→ Description of the task: Rewrite the data below as a two-column CSV with the headers text and answer. Each row holds one text with its answer, every field in double quotes and every line break replaced by a space.

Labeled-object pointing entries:
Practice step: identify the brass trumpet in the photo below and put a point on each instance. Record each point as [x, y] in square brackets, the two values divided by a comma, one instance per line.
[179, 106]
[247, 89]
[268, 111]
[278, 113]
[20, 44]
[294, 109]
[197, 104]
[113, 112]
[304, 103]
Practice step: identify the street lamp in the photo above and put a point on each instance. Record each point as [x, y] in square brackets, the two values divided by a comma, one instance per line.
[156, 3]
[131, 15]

→ The result:
text,answer
"Practice step: identify the brass trumpet in the photo below and put a point on each instance. Record each point as [x, y] in square brackets, the two values divided by a comma, one instance per line.","[179, 106] [247, 89] [268, 111] [278, 113] [20, 44] [294, 109] [197, 104] [113, 112] [304, 103]"
"Practice step: identify the street lamp in the photo above and put a point on each instance. Record each point as [x, y] in square brackets, the two values divided by a comma, one instance per line.","[156, 3] [131, 15]"